Task statement: Below are the records. Retype exactly the lines between the lines holding "The aim is an" and "positive clicks: (24, 25) (44, 25) (54, 29)", inclusive.
[[ The data open ]]
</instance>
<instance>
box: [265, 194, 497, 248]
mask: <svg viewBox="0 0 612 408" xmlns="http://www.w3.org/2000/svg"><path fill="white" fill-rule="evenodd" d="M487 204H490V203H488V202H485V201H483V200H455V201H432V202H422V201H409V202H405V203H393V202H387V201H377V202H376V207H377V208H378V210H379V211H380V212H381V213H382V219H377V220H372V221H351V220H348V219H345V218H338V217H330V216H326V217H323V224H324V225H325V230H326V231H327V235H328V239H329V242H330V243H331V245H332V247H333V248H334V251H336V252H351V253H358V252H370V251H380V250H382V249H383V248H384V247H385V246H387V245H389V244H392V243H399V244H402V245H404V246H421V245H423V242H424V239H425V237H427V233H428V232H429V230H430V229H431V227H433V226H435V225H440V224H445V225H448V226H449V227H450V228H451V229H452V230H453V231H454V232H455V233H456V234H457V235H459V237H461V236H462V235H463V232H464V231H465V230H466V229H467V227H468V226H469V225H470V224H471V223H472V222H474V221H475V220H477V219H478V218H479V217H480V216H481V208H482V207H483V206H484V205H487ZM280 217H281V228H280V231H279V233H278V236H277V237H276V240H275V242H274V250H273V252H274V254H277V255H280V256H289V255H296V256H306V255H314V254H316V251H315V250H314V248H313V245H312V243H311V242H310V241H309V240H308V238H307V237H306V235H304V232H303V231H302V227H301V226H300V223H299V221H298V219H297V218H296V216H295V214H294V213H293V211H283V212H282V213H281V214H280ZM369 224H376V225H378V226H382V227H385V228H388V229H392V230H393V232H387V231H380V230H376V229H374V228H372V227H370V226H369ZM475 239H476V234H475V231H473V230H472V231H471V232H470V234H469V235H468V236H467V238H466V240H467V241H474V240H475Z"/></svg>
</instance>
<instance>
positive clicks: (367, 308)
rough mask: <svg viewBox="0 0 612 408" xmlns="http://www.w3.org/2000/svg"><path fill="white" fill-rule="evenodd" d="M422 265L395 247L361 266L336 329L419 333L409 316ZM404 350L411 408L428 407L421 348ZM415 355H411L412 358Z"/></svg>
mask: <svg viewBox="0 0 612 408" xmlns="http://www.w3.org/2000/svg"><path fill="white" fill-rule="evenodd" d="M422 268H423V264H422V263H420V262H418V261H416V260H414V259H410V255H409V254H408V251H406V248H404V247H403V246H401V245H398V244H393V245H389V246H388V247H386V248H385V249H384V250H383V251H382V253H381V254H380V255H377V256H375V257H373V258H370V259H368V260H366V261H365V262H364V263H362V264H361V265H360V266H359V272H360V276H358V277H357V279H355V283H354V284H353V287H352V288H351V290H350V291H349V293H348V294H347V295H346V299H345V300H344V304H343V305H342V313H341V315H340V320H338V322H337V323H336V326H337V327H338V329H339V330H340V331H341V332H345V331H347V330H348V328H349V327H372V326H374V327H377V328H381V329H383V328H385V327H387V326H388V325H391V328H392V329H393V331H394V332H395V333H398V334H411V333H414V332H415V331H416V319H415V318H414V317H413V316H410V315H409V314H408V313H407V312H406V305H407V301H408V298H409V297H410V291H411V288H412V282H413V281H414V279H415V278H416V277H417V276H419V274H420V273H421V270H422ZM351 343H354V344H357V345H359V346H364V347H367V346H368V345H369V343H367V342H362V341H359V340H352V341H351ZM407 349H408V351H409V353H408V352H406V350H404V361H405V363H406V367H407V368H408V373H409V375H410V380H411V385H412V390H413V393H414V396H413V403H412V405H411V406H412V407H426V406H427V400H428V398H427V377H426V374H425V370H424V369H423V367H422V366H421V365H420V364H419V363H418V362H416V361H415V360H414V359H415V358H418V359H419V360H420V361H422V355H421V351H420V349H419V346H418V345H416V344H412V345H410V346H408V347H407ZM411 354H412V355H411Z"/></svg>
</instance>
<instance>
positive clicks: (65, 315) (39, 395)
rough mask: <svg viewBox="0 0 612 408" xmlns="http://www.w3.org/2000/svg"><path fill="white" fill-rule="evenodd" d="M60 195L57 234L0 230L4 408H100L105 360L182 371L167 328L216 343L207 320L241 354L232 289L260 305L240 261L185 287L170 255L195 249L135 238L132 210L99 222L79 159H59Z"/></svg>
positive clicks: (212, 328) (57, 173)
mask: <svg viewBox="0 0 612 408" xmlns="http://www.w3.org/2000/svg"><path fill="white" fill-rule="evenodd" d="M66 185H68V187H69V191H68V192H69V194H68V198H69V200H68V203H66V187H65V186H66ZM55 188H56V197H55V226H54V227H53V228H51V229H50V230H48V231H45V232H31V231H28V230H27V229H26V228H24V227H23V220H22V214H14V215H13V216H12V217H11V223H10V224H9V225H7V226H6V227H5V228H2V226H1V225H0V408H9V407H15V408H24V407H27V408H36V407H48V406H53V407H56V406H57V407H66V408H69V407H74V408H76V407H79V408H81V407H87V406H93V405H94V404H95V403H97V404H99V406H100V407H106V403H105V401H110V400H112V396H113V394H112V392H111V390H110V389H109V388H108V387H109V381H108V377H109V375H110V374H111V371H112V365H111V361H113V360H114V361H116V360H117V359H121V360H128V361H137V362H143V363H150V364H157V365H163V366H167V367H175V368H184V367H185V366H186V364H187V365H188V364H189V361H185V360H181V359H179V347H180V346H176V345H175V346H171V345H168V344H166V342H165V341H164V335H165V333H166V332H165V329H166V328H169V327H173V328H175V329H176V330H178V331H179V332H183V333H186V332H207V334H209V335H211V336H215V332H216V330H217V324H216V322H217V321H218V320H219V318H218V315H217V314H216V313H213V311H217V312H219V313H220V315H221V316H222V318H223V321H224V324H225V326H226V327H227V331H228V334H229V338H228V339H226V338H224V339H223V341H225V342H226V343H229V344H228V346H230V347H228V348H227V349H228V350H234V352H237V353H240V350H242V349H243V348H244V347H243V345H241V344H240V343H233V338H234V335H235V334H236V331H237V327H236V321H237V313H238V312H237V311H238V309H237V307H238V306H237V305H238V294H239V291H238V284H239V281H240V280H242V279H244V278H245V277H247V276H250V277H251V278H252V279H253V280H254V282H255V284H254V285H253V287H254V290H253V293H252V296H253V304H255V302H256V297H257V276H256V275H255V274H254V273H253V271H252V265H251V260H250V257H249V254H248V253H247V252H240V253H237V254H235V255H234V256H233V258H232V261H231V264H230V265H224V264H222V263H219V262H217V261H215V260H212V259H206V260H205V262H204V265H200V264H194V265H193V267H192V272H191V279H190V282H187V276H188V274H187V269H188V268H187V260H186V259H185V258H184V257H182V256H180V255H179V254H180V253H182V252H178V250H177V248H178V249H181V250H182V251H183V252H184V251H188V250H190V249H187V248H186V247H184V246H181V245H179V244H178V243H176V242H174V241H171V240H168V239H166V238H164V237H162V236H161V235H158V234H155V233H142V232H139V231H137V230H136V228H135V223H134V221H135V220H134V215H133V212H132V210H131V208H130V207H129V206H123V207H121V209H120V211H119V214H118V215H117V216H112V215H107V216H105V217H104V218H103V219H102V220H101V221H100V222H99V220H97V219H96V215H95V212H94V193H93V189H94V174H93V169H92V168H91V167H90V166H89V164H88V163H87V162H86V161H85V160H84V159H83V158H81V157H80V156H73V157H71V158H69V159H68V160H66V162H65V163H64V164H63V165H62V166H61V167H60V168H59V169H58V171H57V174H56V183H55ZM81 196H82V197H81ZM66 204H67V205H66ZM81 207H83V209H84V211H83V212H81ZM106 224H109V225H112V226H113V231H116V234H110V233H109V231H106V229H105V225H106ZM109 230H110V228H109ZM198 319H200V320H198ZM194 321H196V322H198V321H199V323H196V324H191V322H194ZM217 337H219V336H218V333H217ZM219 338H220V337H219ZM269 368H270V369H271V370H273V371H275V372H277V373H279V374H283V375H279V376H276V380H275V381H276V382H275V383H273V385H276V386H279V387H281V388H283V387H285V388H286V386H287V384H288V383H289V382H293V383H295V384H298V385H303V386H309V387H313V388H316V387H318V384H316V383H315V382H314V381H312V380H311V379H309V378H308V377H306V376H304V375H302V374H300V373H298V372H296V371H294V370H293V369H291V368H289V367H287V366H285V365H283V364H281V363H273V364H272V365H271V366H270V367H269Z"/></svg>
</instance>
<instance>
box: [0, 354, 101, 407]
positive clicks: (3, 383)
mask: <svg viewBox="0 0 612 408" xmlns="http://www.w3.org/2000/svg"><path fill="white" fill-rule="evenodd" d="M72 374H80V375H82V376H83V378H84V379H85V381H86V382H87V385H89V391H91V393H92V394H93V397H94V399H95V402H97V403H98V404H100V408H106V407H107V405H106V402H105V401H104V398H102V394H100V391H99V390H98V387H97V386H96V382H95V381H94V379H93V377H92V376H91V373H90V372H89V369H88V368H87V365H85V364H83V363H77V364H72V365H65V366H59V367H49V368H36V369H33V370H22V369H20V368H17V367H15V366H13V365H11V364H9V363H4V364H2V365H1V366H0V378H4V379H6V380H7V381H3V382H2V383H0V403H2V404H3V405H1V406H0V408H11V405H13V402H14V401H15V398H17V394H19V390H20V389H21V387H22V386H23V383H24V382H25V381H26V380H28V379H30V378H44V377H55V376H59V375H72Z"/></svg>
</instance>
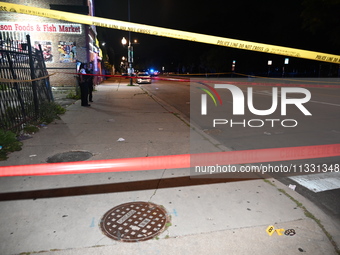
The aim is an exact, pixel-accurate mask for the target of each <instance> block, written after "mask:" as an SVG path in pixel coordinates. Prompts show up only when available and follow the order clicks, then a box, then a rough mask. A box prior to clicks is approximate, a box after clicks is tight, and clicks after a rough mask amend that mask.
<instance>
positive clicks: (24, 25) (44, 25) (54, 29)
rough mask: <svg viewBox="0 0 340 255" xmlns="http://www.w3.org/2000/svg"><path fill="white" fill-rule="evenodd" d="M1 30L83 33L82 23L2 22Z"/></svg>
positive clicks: (69, 33) (10, 30) (18, 31)
mask: <svg viewBox="0 0 340 255" xmlns="http://www.w3.org/2000/svg"><path fill="white" fill-rule="evenodd" d="M0 31H6V32H43V33H44V32H45V33H63V34H81V25H80V24H60V23H31V22H0Z"/></svg>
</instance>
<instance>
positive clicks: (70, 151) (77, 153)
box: [46, 151, 93, 163]
mask: <svg viewBox="0 0 340 255" xmlns="http://www.w3.org/2000/svg"><path fill="white" fill-rule="evenodd" d="M92 156H93V155H92V153H90V152H88V151H68V152H63V153H59V154H56V155H54V156H52V157H49V158H48V159H47V160H46V161H47V163H60V162H74V161H84V160H87V159H89V158H91V157H92Z"/></svg>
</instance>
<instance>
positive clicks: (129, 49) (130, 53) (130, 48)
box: [122, 32, 133, 86]
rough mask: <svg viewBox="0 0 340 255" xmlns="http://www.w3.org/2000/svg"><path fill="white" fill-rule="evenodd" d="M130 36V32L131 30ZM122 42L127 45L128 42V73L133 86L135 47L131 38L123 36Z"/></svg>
mask: <svg viewBox="0 0 340 255" xmlns="http://www.w3.org/2000/svg"><path fill="white" fill-rule="evenodd" d="M129 37H130V32H129ZM122 44H123V45H124V46H125V45H126V44H128V75H129V77H130V86H132V85H133V84H132V63H133V47H132V46H131V40H130V38H129V41H127V40H126V39H125V37H123V39H122Z"/></svg>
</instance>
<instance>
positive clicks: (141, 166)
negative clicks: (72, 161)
mask: <svg viewBox="0 0 340 255" xmlns="http://www.w3.org/2000/svg"><path fill="white" fill-rule="evenodd" d="M336 156H340V144H329V145H316V146H301V147H287V148H272V149H258V150H244V151H228V152H211V153H198V154H180V155H167V156H153V157H139V158H122V159H108V160H93V161H81V162H67V163H49V164H48V163H46V164H35V165H25V166H21V165H18V166H2V167H0V177H6V176H33V175H62V174H84V173H104V172H127V171H144V170H160V169H178V168H190V167H191V166H192V165H191V164H195V165H199V166H211V165H216V164H218V165H237V164H249V163H259V162H274V161H288V160H298V159H311V158H325V157H336Z"/></svg>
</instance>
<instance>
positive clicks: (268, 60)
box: [268, 60, 273, 77]
mask: <svg viewBox="0 0 340 255" xmlns="http://www.w3.org/2000/svg"><path fill="white" fill-rule="evenodd" d="M272 64H273V61H272V60H268V77H269V74H270V66H271V65H272Z"/></svg>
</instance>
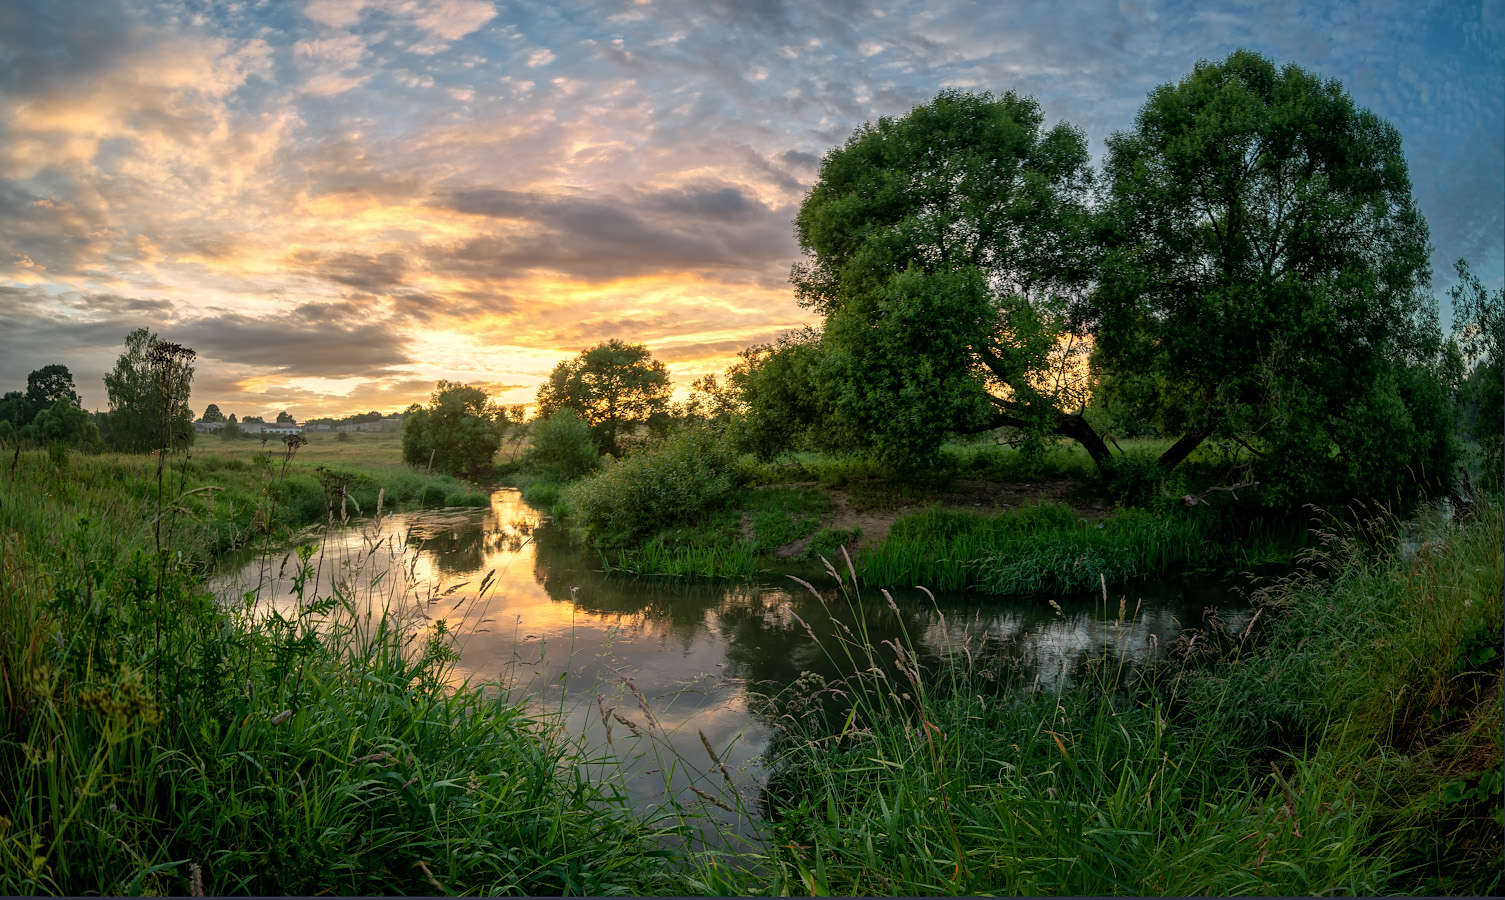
[[ The data closed ]]
Exercise response:
The aim is an exact, pixel-accurate mask for the target of each <instance> block, written after "mask:" as an SVG path in pixel coordinates. Prompts show up only when available and follow the order clicks, then a box, then a rough mask. A box prior to clicks is approximate, a box after clicks is tight, and clicks after a rough mask amend that mask.
<instance>
positive clicks: (24, 25) (44, 25) (54, 29)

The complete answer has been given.